**Activity:** Check each line of the data, and copy those where "rough" appears.

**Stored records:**
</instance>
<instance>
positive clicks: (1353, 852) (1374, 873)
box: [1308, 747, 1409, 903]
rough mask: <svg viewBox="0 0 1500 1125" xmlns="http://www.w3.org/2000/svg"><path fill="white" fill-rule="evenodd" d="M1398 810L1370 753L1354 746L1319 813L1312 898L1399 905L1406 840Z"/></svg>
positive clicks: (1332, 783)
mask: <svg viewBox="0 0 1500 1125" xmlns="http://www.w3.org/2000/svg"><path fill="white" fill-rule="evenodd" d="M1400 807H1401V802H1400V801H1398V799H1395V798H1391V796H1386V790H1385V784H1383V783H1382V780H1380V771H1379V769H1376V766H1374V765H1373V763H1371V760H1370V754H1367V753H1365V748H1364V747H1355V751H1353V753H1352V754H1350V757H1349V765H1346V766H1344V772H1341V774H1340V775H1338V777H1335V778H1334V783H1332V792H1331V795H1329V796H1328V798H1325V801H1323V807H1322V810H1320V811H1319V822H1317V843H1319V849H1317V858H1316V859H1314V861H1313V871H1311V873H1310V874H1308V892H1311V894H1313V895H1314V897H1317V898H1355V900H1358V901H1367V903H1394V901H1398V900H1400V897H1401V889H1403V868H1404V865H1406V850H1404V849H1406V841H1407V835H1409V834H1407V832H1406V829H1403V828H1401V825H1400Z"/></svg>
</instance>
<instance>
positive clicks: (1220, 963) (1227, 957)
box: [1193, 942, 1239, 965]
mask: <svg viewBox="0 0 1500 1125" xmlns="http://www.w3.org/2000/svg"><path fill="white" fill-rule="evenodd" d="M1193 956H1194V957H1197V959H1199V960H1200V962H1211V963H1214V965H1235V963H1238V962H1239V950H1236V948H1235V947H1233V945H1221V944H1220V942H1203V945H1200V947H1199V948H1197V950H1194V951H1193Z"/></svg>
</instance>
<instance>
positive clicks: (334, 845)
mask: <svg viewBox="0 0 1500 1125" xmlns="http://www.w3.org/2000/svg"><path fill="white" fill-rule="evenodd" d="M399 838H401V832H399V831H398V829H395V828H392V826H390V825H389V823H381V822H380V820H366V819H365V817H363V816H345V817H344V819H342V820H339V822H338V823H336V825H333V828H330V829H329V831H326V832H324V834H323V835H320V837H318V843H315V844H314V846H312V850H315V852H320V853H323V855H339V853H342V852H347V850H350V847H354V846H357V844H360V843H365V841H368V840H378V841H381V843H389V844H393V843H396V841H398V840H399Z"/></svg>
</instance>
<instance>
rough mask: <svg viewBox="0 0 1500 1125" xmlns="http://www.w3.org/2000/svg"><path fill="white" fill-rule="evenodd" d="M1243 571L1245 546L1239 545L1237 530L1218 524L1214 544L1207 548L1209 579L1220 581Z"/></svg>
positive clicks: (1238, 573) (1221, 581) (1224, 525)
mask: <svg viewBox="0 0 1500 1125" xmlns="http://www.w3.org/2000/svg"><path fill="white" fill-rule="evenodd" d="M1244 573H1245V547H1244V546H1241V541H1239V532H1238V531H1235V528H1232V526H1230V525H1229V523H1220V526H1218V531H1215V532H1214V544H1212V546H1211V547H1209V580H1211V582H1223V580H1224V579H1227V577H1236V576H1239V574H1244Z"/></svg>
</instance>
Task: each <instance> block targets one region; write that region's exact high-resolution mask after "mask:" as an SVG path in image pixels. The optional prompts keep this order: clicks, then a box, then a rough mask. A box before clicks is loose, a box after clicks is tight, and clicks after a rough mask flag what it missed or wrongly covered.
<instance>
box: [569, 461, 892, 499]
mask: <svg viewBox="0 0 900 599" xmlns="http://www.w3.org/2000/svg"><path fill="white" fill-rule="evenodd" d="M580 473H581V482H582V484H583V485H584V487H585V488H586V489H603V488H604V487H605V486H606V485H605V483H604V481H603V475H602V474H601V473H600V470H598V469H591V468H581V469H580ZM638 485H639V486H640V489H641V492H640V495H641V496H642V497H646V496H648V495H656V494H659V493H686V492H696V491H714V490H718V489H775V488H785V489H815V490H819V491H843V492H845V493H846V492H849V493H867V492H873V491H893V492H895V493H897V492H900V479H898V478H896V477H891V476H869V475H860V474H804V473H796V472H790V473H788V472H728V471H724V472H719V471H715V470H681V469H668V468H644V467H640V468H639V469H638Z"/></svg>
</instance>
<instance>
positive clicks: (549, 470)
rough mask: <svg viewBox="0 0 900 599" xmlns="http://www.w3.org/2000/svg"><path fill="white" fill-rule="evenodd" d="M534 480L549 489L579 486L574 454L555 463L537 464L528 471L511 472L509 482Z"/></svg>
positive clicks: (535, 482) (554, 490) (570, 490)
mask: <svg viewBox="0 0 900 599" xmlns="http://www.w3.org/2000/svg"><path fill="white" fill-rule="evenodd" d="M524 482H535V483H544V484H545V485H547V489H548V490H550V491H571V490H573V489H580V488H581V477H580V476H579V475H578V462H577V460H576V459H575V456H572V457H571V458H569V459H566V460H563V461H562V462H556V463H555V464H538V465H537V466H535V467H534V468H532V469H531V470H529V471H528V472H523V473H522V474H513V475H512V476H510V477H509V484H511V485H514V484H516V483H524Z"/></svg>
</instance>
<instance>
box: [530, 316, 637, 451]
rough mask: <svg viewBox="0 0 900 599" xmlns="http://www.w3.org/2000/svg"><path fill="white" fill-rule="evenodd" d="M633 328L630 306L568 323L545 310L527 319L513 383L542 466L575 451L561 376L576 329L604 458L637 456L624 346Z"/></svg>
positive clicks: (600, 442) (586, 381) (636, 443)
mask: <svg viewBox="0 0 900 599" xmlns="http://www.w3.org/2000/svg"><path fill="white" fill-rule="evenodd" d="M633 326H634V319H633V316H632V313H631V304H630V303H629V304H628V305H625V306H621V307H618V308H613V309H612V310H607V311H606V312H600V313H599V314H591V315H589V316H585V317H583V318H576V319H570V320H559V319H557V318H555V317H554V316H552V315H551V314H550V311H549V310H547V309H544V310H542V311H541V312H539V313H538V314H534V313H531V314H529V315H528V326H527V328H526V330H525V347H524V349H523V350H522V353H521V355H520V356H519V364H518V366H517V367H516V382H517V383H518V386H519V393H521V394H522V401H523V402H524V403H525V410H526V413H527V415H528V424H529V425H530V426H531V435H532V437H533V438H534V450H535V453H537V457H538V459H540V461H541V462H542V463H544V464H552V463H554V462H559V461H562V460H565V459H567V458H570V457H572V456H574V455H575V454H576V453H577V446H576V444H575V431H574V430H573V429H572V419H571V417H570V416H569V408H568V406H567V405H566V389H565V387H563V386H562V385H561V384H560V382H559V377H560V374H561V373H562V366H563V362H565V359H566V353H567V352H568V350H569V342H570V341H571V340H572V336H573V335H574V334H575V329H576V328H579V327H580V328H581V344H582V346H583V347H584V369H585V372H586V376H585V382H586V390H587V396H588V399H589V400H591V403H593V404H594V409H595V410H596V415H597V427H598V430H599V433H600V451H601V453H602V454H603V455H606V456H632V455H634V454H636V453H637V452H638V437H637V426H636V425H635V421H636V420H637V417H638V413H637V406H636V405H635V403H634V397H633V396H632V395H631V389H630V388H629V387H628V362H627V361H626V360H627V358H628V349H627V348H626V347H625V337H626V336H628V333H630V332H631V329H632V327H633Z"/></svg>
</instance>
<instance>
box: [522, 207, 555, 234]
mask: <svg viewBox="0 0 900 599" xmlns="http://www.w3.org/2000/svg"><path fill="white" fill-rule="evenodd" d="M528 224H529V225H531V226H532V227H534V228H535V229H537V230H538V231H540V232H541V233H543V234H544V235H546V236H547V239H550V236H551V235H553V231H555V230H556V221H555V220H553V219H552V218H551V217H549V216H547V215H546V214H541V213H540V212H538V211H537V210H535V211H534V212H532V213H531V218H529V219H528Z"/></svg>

**Task output:**
rough mask: <svg viewBox="0 0 1500 1125" xmlns="http://www.w3.org/2000/svg"><path fill="white" fill-rule="evenodd" d="M1398 810L1370 753L1354 746L1319 813L1312 898L1399 905L1406 840Z"/></svg>
rough mask: <svg viewBox="0 0 1500 1125" xmlns="http://www.w3.org/2000/svg"><path fill="white" fill-rule="evenodd" d="M1243 571L1245 546L1239 545L1237 530L1218 524L1214 544L1207 548L1209 579L1220 581Z"/></svg>
Task: each <instance> block targets one region; write that region's exact high-resolution mask after "mask:" as an SVG path in image pixels. The optional prompts keep this order: clicks, then a box, then a rough mask. A box before clicks is loose, a box after clicks is tight, and clicks after a rough mask flag what it missed or wrongly covered.
rough mask: <svg viewBox="0 0 900 599" xmlns="http://www.w3.org/2000/svg"><path fill="white" fill-rule="evenodd" d="M534 480L549 489L579 486L574 454L555 463L537 464L528 471L511 472L509 482Z"/></svg>
rough mask: <svg viewBox="0 0 900 599" xmlns="http://www.w3.org/2000/svg"><path fill="white" fill-rule="evenodd" d="M633 328L630 306L568 323L545 310L527 319L513 383L542 466L575 451L561 376L576 329L604 458L637 456L624 346Z"/></svg>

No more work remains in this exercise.